## Work to complete
Could you swap each "clicks" for "taps" in the lines from the very first one up to and including the line with "positive clicks: (63, 33) (135, 25)", giving back only those lines with everything else unchanged and the pictures left out?

## Exercise materials
━━━━━━
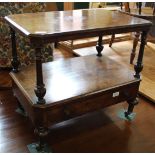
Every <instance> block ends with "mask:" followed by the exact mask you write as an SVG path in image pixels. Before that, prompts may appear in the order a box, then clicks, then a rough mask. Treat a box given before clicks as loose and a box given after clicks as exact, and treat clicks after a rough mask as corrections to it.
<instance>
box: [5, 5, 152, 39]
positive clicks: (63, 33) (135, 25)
mask: <svg viewBox="0 0 155 155" xmlns="http://www.w3.org/2000/svg"><path fill="white" fill-rule="evenodd" d="M5 20H6V21H7V22H8V24H9V25H10V26H11V27H12V28H13V29H15V30H17V31H19V32H21V33H22V34H24V35H26V36H28V37H37V38H39V37H40V38H46V37H48V38H51V39H53V40H54V39H56V38H57V37H59V40H61V38H63V37H64V36H70V37H72V38H74V37H75V36H76V35H78V36H76V38H80V36H79V34H81V35H82V37H88V36H89V37H91V36H98V35H99V34H100V35H101V34H102V33H103V34H112V33H114V32H115V31H116V30H117V31H116V32H115V33H123V32H131V31H136V28H139V29H138V30H144V29H149V27H150V26H151V22H149V21H147V20H144V19H140V18H136V17H132V16H129V15H126V14H122V13H120V12H119V11H109V10H105V9H101V8H100V9H84V10H73V11H53V12H40V13H25V14H16V15H9V16H6V17H5ZM86 34H87V35H86Z"/></svg>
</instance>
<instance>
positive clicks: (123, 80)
mask: <svg viewBox="0 0 155 155" xmlns="http://www.w3.org/2000/svg"><path fill="white" fill-rule="evenodd" d="M133 74H134V72H133V71H132V70H129V69H127V68H126V66H124V65H122V64H120V63H118V62H116V61H114V60H112V59H109V58H108V57H96V56H95V55H91V56H84V57H76V58H72V59H67V60H60V61H54V62H49V63H45V64H43V76H44V83H45V88H46V95H45V97H44V98H45V100H46V104H43V105H38V104H37V103H36V102H37V97H36V95H35V93H34V87H35V78H36V77H35V76H36V75H35V65H32V66H29V67H27V68H25V69H23V70H21V71H20V72H19V73H10V75H11V77H12V79H13V81H14V84H13V90H14V94H15V96H16V97H17V99H18V100H19V101H20V103H21V104H22V105H23V106H24V109H25V110H26V112H27V114H28V116H29V117H30V118H31V120H32V122H33V123H34V124H36V123H38V122H40V120H42V121H45V122H44V123H45V124H46V125H47V126H48V125H49V124H54V123H57V122H61V121H64V120H66V119H70V118H73V117H76V116H80V115H82V114H85V113H87V112H92V111H95V110H98V109H101V108H104V107H107V106H110V105H113V104H116V103H119V102H122V101H126V100H130V99H132V98H135V97H136V95H137V93H138V89H139V83H140V79H136V78H134V76H133ZM44 119H45V120H44Z"/></svg>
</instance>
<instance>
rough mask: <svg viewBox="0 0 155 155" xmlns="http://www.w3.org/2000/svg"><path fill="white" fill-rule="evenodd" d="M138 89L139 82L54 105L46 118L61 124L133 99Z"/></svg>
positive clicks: (50, 110) (114, 88)
mask: <svg viewBox="0 0 155 155" xmlns="http://www.w3.org/2000/svg"><path fill="white" fill-rule="evenodd" d="M138 89H139V82H136V83H132V84H128V85H125V86H121V87H118V88H113V89H111V90H107V91H105V92H100V93H96V94H92V95H88V96H87V97H84V98H80V99H76V100H74V101H67V102H66V103H62V104H59V105H56V106H55V107H48V108H49V109H47V116H48V118H49V123H56V122H61V121H64V120H67V119H70V118H73V117H77V116H80V115H83V114H86V113H88V112H93V111H96V110H99V109H102V108H105V107H107V106H111V105H114V104H117V103H119V102H122V101H127V100H129V99H131V98H135V97H136V96H137V93H138Z"/></svg>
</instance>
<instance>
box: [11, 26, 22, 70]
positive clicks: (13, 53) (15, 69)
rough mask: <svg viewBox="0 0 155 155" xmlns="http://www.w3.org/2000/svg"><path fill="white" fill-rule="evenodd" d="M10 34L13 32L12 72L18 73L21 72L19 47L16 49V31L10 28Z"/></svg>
mask: <svg viewBox="0 0 155 155" xmlns="http://www.w3.org/2000/svg"><path fill="white" fill-rule="evenodd" d="M10 32H11V44H12V58H13V59H12V61H11V64H12V67H13V68H12V71H13V72H14V73H17V72H18V71H19V69H18V68H19V65H20V62H19V60H18V56H17V47H16V34H15V31H14V30H13V29H12V28H10Z"/></svg>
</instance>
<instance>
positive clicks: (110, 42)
mask: <svg viewBox="0 0 155 155" xmlns="http://www.w3.org/2000/svg"><path fill="white" fill-rule="evenodd" d="M114 39H115V34H112V36H111V39H110V43H109V47H111V46H112V44H113V42H114Z"/></svg>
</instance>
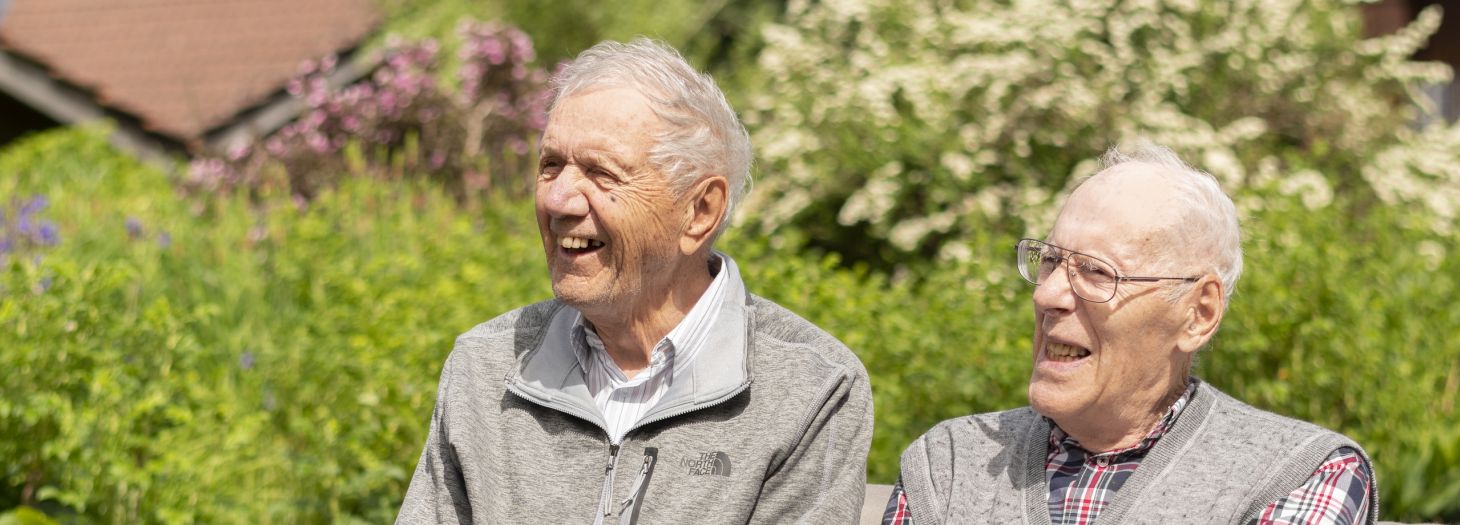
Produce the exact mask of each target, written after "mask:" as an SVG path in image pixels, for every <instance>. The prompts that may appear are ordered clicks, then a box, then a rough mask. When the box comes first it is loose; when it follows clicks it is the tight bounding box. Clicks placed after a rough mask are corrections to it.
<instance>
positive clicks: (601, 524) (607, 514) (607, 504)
mask: <svg viewBox="0 0 1460 525" xmlns="http://www.w3.org/2000/svg"><path fill="white" fill-rule="evenodd" d="M618 465H619V446H618V445H612V443H610V445H609V465H607V467H606V468H604V470H603V490H602V491H600V493H599V516H597V518H594V519H593V525H603V519H604V518H607V516H609V515H612V513H613V507H612V506H610V502H613V470H615V468H618Z"/></svg>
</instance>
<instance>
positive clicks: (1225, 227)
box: [1099, 143, 1242, 302]
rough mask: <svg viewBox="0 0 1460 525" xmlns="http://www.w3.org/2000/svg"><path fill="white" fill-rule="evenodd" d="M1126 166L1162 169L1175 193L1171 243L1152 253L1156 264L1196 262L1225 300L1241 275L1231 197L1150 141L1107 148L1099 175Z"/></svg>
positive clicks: (1237, 243) (1237, 234)
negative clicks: (1163, 171)
mask: <svg viewBox="0 0 1460 525" xmlns="http://www.w3.org/2000/svg"><path fill="white" fill-rule="evenodd" d="M1130 162H1139V163H1150V165H1156V166H1161V168H1167V169H1165V172H1167V175H1168V176H1169V179H1171V182H1172V185H1174V187H1175V191H1177V194H1175V200H1177V204H1178V206H1177V211H1178V213H1180V220H1178V222H1177V225H1175V228H1174V230H1172V232H1171V233H1172V236H1174V242H1171V244H1167V248H1164V249H1162V252H1161V254H1156V257H1158V261H1159V264H1161V265H1162V267H1165V268H1171V270H1177V268H1180V267H1188V265H1190V264H1193V263H1196V264H1200V265H1202V271H1210V273H1215V274H1216V277H1218V280H1221V281H1222V290H1223V293H1225V295H1226V296H1225V298H1223V299H1225V302H1231V299H1232V292H1235V290H1237V279H1238V277H1241V276H1242V232H1241V228H1240V226H1238V220H1237V206H1235V204H1232V198H1231V197H1228V195H1226V193H1223V191H1222V187H1221V184H1218V182H1216V178H1215V176H1212V175H1210V174H1207V172H1203V171H1200V169H1196V168H1191V165H1187V163H1186V162H1183V160H1181V158H1178V156H1177V155H1175V152H1171V150H1169V149H1167V147H1164V146H1156V144H1152V143H1137V144H1134V146H1131V147H1129V149H1127V150H1126V152H1121V150H1120V149H1117V147H1111V149H1110V150H1107V152H1105V155H1104V156H1101V159H1099V163H1101V168H1099V171H1101V172H1104V171H1107V169H1111V168H1115V166H1120V165H1123V163H1130ZM1180 290H1181V289H1174V290H1172V292H1174V293H1175V292H1180ZM1175 296H1177V295H1172V296H1171V298H1172V299H1174V298H1175Z"/></svg>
━━━━━━
## Exercise answer
Every <instance> block ends with "mask:" followed by the exact mask you write as an SVG path in image pixels. Before that, prompts may appear in the order a box, then taps, then a rough mask. Treat a box given before taps as loose and a box given after taps as exact, and treat taps after a rough mask as corrections to it.
<instance>
box: [5, 5, 152, 39]
positive taps: (63, 33) (135, 25)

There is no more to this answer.